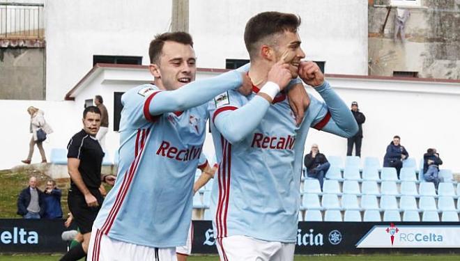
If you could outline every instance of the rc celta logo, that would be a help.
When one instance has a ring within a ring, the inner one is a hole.
[[[394,224],[392,223],[390,224],[390,227],[387,228],[386,229],[387,233],[390,234],[390,238],[391,239],[391,245],[393,245],[393,243],[394,242],[394,235],[399,232],[399,230],[398,228],[397,228]]]

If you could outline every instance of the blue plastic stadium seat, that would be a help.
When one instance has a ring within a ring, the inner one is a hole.
[[[347,166],[344,171],[344,180],[360,180],[360,168],[358,166]]]
[[[399,199],[399,209],[403,211],[415,210],[418,212],[417,201],[413,196],[403,196]]]
[[[378,168],[375,166],[365,166],[362,170],[362,180],[380,180],[378,177]]]
[[[422,182],[418,189],[420,196],[436,196],[434,184],[431,182]]]
[[[415,182],[411,181],[401,182],[401,195],[418,196]]]
[[[323,193],[339,195],[341,193],[339,182],[337,180],[324,180]]]
[[[450,182],[440,182],[438,187],[438,195],[439,196],[448,196],[455,197],[455,190],[454,189],[454,184]]]
[[[422,215],[423,222],[439,222],[439,214],[437,211],[429,210],[423,212]]]
[[[365,222],[381,222],[382,219],[380,217],[380,212],[374,209],[365,211],[362,221]]]
[[[360,195],[360,184],[355,180],[345,180],[342,187],[344,193]]]
[[[459,214],[457,211],[445,211],[441,215],[443,222],[459,222]]]
[[[398,181],[398,175],[396,173],[396,168],[389,167],[382,168],[381,177],[382,180]]]
[[[345,158],[345,168],[351,166],[355,166],[358,168],[361,165],[361,158],[358,156],[346,156]]]
[[[342,214],[339,210],[326,210],[324,213],[324,221],[342,222]]]
[[[403,214],[403,221],[404,222],[420,222],[420,214],[416,210],[405,211]]]
[[[63,148],[51,149],[51,163],[57,165],[67,165],[67,150]]]
[[[445,182],[452,182],[453,179],[452,171],[450,169],[439,170],[439,176],[444,179]]]
[[[398,196],[398,187],[394,181],[383,181],[380,187],[382,195]]]
[[[418,208],[422,211],[438,211],[434,198],[429,196],[421,196],[418,202]]]
[[[438,209],[440,211],[454,211],[455,204],[452,197],[441,196],[438,198]]]
[[[337,166],[331,166],[326,173],[325,177],[329,180],[342,180],[340,168]]]
[[[417,161],[415,159],[408,157],[403,161],[403,168],[417,168]]]
[[[413,168],[402,168],[399,173],[401,181],[417,181],[415,169]]]
[[[345,210],[344,221],[361,222],[361,213],[359,210]]]
[[[380,208],[383,210],[398,210],[398,203],[394,196],[384,195],[380,198]]]
[[[307,210],[304,220],[305,221],[322,221],[321,212],[319,210]]]
[[[374,195],[363,195],[361,197],[361,207],[365,210],[378,209],[377,197]]]
[[[340,209],[339,198],[335,194],[324,194],[321,200],[321,205],[325,209]]]
[[[375,181],[363,181],[361,184],[361,192],[365,195],[380,195],[378,185]]]
[[[321,209],[319,198],[316,194],[303,194],[302,198],[302,209]]]
[[[344,194],[342,196],[342,208],[344,210],[359,210],[360,205],[358,203],[356,195]]]
[[[321,188],[319,181],[316,179],[307,179],[303,182],[303,191],[311,194],[321,194]]]
[[[383,221],[399,222],[401,221],[401,214],[398,210],[386,210],[383,212]]]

┄┄┄┄┄┄┄┄┄┄┄┄┄┄┄┄┄┄┄┄

### [Exercise objective]
Print everything from the line that contains "If you could outline every instance of the blue" down to the line that contains "[[[323,193],[339,195],[341,193],[339,182],[337,180],[324,180]]]", both ends included, reproducing each line exactly.

### [Complete response]
If you could outline every instance of the blue plastic stadium seat, that would be a help.
When one instance has a ring within a ring, the inner one is a hole.
[[[347,166],[344,171],[344,180],[360,180],[360,168],[358,166]]]
[[[399,199],[399,209],[403,211],[415,210],[418,212],[417,201],[413,196],[403,196]]]
[[[378,168],[375,166],[365,166],[362,170],[362,180],[380,180],[378,177]]]
[[[422,182],[418,189],[420,196],[436,196],[434,184],[431,182]]]
[[[415,182],[411,181],[401,182],[401,195],[418,196]]]
[[[323,193],[339,195],[341,193],[339,182],[337,180],[324,180]]]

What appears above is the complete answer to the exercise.